#### [Görev ayrıntıları]
Depresyona neden olan düşünce tarzlarını sıralayan metni iki cümleyle özetleyin.

#### [Metin alıntısı]
········

6 Aralık 2012 Perşembe

DEPRESYONA NEDEN OLAN DÜŞÜNCE TARZLARI

DEPRESYONA NEDEN OLAN DÜŞÜNCE TARZLARI
  1. Olumsuz üçlü: Kişinin kendisini, çevresini, geleceğini olumsuz olarak değerlendirmesi
  2. Olumsuz otomatik düşüncelerin ortaya çıkması
  3. Bilgi işleme ve algılamada yapılan sistematik hatalar:
    1. Ya hep ya hiç tarzında düşünme.
    2. Keyfi çıkarsamalarda bulunma
    3. Aşırı genellemelerde bulunma
    4. Seçici Dikkat (Olumsuza Odaklanma, Olumlu Şeyleri gözden kaçırma)
    • İşlevsel olmayan şemalar: İşlevsel olmayan şemaların temelleri erken dönemde atılmakta, yaşam boyu devam etmektedir.

········

#### [Verilen liste]
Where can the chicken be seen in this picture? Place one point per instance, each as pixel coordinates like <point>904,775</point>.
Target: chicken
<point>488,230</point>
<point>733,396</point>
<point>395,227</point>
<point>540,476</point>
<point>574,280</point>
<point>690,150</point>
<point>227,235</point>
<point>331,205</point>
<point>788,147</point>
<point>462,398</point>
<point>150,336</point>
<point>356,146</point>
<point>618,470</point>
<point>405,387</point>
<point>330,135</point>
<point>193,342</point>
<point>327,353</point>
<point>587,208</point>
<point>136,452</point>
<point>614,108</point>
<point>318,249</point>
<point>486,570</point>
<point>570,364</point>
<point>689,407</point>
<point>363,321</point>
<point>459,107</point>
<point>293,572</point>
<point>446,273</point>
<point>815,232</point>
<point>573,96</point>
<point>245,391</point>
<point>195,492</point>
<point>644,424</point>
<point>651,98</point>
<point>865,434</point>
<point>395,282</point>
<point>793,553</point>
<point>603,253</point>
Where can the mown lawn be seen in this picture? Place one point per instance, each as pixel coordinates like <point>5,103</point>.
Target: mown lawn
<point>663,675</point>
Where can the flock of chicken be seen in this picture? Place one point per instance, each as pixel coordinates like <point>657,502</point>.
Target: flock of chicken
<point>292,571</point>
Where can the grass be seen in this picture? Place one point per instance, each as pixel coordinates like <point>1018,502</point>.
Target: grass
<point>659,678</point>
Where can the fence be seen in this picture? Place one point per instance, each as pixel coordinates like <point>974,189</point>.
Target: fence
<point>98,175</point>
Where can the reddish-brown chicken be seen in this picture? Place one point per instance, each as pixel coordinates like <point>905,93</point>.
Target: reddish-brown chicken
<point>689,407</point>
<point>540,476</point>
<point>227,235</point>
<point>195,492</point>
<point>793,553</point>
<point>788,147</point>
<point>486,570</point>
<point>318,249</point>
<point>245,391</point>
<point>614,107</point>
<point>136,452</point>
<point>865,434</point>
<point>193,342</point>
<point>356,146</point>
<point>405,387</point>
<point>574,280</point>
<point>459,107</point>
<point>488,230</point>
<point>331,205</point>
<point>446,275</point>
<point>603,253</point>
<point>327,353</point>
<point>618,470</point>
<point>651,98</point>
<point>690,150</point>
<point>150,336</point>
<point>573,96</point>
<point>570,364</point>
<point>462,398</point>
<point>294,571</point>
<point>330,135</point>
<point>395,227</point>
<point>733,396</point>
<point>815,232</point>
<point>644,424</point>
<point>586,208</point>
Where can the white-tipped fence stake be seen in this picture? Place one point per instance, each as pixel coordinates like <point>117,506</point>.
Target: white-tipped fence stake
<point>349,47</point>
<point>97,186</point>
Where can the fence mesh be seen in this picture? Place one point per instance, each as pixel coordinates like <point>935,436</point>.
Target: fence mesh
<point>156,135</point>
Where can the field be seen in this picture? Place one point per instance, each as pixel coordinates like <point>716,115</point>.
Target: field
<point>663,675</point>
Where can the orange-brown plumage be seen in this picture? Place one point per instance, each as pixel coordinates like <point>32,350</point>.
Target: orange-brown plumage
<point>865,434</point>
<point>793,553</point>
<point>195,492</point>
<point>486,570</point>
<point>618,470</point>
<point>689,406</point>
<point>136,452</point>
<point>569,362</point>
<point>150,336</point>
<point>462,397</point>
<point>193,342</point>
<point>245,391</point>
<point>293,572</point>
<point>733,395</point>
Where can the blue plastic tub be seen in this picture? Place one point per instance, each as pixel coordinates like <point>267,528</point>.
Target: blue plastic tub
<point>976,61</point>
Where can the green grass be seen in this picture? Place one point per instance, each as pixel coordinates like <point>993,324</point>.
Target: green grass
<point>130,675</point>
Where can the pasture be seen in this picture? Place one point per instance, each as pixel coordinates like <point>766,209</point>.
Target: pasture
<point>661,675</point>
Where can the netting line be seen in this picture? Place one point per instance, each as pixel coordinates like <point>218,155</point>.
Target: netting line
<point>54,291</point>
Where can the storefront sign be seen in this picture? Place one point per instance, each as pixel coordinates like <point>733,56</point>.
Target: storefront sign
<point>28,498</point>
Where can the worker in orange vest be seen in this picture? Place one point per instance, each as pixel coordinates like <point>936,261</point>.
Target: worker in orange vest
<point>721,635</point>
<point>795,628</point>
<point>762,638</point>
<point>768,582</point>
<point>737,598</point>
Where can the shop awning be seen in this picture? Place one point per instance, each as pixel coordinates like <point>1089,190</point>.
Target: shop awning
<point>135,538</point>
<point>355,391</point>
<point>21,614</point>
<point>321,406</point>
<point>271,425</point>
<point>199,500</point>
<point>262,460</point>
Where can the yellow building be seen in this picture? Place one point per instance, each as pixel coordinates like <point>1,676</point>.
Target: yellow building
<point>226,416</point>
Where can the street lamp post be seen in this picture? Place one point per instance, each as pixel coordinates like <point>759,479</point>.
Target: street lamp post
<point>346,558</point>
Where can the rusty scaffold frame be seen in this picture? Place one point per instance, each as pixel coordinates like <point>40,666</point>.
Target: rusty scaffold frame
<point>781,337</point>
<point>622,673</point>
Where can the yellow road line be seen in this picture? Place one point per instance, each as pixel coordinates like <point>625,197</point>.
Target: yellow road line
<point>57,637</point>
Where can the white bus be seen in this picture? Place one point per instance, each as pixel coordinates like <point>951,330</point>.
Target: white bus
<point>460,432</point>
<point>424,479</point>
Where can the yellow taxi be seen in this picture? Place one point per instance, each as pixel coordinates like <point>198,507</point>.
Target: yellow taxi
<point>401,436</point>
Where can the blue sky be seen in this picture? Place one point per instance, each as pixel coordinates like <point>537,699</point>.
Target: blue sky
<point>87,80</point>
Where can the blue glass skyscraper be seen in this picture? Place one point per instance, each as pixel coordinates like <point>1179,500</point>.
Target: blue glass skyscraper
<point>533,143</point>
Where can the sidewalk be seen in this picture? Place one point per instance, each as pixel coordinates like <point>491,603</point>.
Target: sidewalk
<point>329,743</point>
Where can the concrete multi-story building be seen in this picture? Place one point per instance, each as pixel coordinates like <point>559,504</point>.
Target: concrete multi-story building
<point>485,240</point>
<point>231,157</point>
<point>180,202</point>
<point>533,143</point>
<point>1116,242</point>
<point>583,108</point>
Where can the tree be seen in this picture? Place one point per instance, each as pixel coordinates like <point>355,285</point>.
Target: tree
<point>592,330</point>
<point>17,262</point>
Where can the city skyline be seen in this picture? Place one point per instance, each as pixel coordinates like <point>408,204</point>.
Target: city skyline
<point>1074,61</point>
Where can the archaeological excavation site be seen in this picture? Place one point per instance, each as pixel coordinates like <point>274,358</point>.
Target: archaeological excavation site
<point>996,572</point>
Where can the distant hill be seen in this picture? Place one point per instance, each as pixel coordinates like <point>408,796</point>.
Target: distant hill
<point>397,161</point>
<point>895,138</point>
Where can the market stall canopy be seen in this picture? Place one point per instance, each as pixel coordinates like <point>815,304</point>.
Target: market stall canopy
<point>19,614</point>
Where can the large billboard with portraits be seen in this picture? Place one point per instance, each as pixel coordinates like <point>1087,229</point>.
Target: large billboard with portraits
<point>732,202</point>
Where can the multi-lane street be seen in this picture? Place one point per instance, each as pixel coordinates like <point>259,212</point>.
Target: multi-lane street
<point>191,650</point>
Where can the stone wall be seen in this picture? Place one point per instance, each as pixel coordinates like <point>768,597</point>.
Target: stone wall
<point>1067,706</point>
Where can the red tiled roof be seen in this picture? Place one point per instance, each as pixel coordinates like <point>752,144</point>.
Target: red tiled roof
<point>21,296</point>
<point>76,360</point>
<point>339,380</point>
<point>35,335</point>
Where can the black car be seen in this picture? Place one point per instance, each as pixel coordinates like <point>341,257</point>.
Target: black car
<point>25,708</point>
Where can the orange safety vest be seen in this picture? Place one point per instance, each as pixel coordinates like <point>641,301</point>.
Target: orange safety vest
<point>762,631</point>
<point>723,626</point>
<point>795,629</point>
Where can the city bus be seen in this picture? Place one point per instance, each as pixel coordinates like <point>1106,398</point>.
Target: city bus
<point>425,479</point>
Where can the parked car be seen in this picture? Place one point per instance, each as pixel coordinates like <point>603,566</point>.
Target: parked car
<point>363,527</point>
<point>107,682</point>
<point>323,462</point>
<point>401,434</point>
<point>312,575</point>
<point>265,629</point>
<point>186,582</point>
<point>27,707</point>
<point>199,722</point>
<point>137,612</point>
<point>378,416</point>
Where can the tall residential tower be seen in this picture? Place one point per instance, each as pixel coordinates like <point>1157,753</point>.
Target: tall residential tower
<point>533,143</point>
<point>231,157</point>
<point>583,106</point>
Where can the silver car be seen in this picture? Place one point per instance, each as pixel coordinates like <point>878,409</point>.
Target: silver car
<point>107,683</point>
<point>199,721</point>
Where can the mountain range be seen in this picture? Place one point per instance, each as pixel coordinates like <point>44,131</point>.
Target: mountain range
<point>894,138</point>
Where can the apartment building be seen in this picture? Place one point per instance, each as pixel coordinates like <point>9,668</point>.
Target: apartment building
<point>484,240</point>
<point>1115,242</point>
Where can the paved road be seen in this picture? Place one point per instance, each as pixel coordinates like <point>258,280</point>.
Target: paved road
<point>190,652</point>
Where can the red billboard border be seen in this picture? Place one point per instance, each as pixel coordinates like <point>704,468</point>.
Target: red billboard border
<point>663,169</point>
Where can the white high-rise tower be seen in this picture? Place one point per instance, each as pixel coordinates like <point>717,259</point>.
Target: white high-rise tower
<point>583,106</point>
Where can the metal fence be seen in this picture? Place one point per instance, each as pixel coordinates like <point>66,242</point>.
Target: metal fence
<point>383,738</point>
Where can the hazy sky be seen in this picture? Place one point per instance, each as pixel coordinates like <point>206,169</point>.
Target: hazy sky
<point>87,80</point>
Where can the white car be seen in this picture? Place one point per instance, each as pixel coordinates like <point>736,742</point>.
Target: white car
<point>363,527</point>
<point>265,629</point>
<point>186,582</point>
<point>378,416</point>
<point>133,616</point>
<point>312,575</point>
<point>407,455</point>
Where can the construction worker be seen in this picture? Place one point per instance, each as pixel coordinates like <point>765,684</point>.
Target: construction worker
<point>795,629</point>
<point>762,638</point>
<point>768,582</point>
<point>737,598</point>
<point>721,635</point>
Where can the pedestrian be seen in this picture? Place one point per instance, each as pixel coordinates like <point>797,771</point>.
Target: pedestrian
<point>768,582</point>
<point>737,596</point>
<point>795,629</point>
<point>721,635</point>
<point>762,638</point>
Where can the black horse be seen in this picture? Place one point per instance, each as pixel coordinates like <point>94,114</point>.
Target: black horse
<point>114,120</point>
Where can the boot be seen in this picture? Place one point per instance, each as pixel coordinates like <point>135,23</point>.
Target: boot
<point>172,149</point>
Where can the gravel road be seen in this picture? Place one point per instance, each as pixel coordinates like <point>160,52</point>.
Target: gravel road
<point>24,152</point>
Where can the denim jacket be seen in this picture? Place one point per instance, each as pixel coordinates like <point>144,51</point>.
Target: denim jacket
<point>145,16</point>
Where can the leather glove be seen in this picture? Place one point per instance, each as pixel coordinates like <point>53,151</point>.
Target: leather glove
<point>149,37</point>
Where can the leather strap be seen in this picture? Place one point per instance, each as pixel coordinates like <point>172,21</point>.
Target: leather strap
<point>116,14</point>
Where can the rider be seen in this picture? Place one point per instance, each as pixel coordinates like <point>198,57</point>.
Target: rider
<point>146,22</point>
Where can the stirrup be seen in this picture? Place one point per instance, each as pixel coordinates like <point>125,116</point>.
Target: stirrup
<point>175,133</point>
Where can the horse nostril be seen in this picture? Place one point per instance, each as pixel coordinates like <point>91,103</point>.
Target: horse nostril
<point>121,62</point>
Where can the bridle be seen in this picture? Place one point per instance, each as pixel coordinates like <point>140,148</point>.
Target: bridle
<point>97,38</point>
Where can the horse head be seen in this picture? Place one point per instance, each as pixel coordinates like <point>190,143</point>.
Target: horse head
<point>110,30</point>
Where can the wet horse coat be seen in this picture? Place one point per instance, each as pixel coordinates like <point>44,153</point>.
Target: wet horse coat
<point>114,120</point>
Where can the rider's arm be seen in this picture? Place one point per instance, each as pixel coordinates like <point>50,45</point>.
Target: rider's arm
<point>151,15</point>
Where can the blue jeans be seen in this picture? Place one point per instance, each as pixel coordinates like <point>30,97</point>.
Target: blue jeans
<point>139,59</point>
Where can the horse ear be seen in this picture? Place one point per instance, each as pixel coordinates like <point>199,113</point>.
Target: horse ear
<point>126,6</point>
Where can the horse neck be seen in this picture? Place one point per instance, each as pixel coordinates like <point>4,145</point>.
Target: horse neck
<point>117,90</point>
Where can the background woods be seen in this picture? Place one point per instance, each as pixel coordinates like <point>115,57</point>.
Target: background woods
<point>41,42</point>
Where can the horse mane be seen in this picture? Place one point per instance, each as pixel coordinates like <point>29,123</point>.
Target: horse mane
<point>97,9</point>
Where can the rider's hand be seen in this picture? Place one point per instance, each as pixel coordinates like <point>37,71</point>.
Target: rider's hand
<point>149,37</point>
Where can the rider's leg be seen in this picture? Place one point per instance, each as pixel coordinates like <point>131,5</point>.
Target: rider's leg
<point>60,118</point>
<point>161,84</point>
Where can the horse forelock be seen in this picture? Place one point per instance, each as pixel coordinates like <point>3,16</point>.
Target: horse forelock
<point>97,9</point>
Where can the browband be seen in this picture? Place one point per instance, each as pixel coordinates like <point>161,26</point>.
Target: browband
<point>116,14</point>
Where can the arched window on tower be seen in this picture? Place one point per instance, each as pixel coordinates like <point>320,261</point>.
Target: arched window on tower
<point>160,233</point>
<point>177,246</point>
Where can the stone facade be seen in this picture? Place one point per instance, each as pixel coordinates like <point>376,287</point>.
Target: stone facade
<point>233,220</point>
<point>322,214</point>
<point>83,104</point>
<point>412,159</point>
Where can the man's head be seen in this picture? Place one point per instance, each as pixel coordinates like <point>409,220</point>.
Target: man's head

········

#### [Görev sonucu]
Depresyona yol açan düşünce tarzları şunlardır: kişinin kendisini, çevresini ve geleceğini olumsuz değerlendirdiği olumsuz üçlü, olumsuz otomatik düşüncelerin ortaya çıkması ve bilgi işleme ile algılamada yapılan sistematik hatalar. Bu hatalar ya hep ya hiç tarzında düşünme, keyfi çıkarsamalar, aşırı genellemeler ve olumsuza odaklanıp olumluyu gözden kaçıran seçici dikkattir; bunlara ek olarak, temelleri erken dönemde atılıp yaşam boyu süren işlevsel olmayan şemalar da sayılır.